→ WHAT IS EXPECTED: Rewrite every line of the records below in full, multiplying each x and y coordinate in the answers by 0.7 and rounding it to a whole number, with halves rounding up. Leave all other numbers as they are.

→ RECORDS TO PROCESS:
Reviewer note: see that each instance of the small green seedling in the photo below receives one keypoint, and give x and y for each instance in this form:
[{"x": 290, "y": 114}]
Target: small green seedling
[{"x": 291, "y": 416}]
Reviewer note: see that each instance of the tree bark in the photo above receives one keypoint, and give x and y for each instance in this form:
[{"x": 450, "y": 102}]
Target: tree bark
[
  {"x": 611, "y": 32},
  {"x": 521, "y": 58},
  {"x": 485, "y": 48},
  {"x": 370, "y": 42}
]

→ EXERCISE ANSWER:
Reviewer note: see that each instance of the small green seedling in the photo below receives one keypoint, and give x and y for each instance in this form:
[{"x": 290, "y": 114}]
Target: small green seedling
[{"x": 204, "y": 291}]
Reviewer note: see that each instance of the tree bark in the photo above receives one keypoint, and give x and y for each instance in this form:
[{"x": 450, "y": 102}]
Target: tree bark
[
  {"x": 428, "y": 22},
  {"x": 365, "y": 41},
  {"x": 340, "y": 34},
  {"x": 259, "y": 29}
]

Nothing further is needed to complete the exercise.